Retype each line of the data below exactly, omitting the pictures from your answer.

(Records in a dataset)
┌──
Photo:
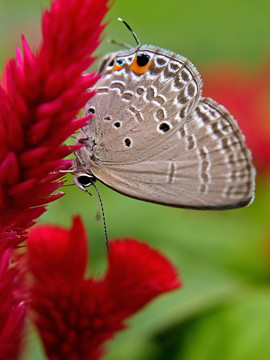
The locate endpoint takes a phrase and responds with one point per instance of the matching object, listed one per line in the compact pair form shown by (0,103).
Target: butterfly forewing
(153,137)
(138,106)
└──
_Answer in full:_
Photo:
The locate endpoint takes a phrase and responds with one point per instance of the matching object, listed one per line in the compact pair form shown by (0,103).
Target: butterfly forewing
(153,137)
(138,106)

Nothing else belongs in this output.